━━━ TEXT BLOCK ━━━
Implementing a total quality management system has become the preferred approach for improving quality and productivity in organizations. TQM, which has been adopted by leading industrial companies, is a participative system empowering all employees to take responsibility for improving quality within the organization. Instead of using traditional bureaucratic rule enforcement, TQM calls for a change in the corporate culture.
The TQM approach involves more than simply meeting traditional rejection rate standards. The end result of TQM is the efficient and effective use of all organizational processes in providing consistent quality at a competitive price. The TQM philosophy is a long-term endeavor that links people and processes in a system that alters the corporate culture to become one where quality is the core aspect of business strategy. (Port, Carey and Kelley, 1992)
In cultivating the TQM philosophy, strategy implementation must involve a focused effort on the part of every employee within the organization. It cannot be applied successfully on a piecemeal basis. TQM requires that management, and eventually every member of the organization, commit to the need for continual improvement in the way work is accomplished. Business plans, strategies, and management actions require continual rethinking in order to develop a culture that reinforces the TQM perspective. The challenge is to develop a robust culture where the idea of quality improvement is not only widely understood across departments, but becomes a fundamental, deep-seated value within each function area as well.
━━━ ENTRIES PROVIDED ━━━
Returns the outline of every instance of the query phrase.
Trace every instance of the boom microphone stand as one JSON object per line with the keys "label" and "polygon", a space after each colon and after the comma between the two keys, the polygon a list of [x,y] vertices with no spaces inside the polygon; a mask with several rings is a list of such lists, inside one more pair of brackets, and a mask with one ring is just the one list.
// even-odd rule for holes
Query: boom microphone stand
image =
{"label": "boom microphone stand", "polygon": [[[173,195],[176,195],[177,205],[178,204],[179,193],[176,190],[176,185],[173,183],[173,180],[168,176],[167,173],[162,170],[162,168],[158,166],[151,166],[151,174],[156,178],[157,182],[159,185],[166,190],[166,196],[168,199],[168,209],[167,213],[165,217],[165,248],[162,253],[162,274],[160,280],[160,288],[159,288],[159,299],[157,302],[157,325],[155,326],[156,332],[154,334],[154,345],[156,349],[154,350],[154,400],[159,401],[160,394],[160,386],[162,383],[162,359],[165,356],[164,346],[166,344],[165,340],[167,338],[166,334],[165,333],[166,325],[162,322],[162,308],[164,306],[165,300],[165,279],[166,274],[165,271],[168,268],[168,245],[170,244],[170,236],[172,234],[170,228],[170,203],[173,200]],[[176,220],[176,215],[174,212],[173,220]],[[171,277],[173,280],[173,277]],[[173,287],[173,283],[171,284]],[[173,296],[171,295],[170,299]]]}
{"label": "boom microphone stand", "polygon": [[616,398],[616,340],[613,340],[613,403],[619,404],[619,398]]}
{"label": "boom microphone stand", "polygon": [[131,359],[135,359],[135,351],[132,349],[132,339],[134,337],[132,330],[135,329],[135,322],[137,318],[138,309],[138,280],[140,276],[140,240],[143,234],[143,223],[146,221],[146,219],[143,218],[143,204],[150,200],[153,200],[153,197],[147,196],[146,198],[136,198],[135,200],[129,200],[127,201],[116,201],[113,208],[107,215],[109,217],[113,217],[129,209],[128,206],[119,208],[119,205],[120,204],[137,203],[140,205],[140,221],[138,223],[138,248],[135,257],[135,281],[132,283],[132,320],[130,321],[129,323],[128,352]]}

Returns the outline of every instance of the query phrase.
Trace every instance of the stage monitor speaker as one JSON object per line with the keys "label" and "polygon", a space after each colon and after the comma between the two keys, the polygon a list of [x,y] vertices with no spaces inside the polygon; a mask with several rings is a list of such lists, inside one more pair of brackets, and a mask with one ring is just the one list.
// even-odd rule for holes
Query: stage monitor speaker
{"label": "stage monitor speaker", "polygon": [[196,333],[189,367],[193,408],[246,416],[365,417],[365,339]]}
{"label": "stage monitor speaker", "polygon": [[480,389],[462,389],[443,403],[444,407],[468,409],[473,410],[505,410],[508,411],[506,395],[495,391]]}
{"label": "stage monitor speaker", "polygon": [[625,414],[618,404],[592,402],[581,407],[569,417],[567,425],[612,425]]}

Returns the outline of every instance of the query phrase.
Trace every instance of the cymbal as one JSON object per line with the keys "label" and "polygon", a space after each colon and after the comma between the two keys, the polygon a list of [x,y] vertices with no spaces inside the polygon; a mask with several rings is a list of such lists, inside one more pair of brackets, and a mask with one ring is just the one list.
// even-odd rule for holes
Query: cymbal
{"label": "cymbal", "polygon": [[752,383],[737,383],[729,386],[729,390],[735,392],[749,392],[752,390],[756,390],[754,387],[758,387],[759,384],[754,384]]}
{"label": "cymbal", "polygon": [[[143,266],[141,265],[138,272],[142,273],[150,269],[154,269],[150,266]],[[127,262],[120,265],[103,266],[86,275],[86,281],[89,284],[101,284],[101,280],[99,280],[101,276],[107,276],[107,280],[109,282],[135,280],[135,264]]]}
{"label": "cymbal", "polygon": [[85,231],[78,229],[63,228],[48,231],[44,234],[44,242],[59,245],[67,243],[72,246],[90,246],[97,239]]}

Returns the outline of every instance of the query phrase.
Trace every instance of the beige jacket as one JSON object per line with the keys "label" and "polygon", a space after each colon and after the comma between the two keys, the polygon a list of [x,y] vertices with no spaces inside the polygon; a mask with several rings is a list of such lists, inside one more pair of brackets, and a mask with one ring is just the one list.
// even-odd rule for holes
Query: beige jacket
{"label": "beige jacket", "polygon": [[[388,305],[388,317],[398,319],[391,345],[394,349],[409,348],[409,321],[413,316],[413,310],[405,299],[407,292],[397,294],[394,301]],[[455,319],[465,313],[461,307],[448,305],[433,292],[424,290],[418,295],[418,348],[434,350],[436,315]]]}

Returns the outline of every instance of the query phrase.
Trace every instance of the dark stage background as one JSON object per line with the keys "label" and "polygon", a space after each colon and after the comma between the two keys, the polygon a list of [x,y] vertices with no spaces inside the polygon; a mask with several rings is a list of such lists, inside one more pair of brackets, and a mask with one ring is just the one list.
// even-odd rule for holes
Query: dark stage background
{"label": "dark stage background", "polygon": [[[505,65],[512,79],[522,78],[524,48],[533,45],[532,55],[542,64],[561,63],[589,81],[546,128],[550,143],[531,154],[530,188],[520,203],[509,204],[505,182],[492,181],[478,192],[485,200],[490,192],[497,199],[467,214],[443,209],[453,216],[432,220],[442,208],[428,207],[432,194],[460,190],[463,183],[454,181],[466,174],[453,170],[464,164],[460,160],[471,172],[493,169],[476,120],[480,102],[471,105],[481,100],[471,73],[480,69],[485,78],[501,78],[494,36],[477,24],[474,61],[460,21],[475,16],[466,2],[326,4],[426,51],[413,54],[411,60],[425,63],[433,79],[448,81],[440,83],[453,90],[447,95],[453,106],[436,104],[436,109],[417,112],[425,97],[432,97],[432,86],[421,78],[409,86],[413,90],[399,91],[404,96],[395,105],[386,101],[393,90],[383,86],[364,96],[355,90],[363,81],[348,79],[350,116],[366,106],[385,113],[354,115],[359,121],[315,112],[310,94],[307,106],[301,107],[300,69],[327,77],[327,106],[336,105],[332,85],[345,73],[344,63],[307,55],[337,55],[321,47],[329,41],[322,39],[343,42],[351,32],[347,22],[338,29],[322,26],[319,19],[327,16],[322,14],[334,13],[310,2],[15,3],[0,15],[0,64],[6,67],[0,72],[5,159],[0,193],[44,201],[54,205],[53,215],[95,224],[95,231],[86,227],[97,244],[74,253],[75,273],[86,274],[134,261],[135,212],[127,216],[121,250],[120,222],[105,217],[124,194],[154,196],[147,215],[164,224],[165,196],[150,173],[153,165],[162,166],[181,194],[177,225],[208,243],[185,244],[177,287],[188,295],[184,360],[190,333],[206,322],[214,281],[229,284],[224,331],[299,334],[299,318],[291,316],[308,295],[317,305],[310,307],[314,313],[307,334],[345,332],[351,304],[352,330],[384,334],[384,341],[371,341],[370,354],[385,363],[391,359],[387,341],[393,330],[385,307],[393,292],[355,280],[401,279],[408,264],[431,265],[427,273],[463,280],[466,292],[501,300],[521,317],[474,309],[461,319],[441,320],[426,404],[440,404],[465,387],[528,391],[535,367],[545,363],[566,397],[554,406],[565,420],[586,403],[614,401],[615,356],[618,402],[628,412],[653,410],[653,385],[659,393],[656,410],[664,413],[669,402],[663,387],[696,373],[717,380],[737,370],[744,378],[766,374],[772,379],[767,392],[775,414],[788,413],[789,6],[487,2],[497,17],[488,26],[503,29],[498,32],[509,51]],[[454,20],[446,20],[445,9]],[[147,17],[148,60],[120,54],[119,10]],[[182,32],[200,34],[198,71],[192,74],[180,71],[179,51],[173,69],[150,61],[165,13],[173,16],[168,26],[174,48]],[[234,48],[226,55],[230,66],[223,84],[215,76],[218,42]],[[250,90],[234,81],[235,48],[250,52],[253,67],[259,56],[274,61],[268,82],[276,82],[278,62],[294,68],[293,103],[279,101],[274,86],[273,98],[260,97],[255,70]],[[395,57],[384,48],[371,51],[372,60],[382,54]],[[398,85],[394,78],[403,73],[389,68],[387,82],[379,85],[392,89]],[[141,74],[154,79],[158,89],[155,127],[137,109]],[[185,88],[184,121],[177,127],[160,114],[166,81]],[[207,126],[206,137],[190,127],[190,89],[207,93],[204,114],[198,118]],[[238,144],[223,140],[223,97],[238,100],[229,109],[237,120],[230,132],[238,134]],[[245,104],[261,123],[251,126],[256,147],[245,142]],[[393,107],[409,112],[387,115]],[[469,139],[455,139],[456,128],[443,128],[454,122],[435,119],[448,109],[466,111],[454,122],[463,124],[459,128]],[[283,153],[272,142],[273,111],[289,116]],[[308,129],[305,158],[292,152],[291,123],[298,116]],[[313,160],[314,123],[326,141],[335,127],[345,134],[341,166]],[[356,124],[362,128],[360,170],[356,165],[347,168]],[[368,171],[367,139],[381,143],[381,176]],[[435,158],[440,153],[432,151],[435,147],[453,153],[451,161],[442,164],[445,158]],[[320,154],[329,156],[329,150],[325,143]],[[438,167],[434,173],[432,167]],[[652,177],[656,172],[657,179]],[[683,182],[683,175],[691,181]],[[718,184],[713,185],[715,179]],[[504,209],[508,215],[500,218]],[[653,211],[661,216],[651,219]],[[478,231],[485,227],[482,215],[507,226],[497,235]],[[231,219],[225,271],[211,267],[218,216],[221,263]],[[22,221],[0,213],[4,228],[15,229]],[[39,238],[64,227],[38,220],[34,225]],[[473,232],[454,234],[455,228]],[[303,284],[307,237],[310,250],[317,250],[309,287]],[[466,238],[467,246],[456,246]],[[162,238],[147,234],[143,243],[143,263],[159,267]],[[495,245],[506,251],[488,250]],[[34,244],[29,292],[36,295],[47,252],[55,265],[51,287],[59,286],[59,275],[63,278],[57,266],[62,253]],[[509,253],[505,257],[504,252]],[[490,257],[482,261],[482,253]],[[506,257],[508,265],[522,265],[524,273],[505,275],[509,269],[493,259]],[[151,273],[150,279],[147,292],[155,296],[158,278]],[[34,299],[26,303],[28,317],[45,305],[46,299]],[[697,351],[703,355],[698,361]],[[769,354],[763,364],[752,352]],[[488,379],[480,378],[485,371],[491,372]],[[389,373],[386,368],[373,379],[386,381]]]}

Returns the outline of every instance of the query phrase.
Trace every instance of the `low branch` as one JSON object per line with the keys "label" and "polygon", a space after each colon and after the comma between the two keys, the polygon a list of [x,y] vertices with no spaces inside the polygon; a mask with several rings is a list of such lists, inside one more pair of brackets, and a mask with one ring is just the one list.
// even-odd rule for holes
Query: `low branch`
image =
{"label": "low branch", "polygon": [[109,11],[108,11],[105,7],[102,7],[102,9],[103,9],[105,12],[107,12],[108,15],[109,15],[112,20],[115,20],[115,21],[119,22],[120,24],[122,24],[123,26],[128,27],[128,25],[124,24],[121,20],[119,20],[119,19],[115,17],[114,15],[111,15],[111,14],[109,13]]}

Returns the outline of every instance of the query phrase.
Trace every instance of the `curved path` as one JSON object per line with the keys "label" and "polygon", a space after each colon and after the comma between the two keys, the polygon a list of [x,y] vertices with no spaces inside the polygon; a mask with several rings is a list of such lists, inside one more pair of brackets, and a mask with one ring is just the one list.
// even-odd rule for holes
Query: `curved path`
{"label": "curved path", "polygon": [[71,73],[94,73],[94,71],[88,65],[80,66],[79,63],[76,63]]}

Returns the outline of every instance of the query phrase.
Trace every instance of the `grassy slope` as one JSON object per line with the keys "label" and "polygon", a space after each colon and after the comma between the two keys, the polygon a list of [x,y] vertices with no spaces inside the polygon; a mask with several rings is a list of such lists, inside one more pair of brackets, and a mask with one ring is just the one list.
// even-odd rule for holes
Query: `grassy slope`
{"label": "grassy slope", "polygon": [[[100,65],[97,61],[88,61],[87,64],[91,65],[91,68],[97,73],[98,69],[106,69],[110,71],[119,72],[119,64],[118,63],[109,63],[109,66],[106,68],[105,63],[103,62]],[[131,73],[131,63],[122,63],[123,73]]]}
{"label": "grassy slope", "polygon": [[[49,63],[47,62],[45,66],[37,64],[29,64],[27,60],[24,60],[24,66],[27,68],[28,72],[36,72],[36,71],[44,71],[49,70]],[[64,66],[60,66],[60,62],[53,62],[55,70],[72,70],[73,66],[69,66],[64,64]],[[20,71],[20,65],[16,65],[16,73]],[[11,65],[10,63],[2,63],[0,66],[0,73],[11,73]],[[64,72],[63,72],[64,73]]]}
━━━
▶ [PROBLEMS AND TASKS]:
• 1. In the text on total quality management, what does TQM call for instead of traditional bureaucratic rule enforcement?
• 2. Quote the stretch of the text on total quality management from "The TQM approach" through "and Kelley, 1992)".

▶ [CORRECT ANSWERS]:
• 1. A change in the corporate culture.

• 2.
The TQM approach involves more than simply meeting traditional rejection rate standards. The end result of TQM is the efficient and effective use of all organizational processes in providing consistent quality at a competitive price. The TQM philosophy is a long-term endeavor that links people and processes in a system that alters the corporate culture to become one where quality is the core aspect of business strategy. (Port, Carey and Kelley, 1992)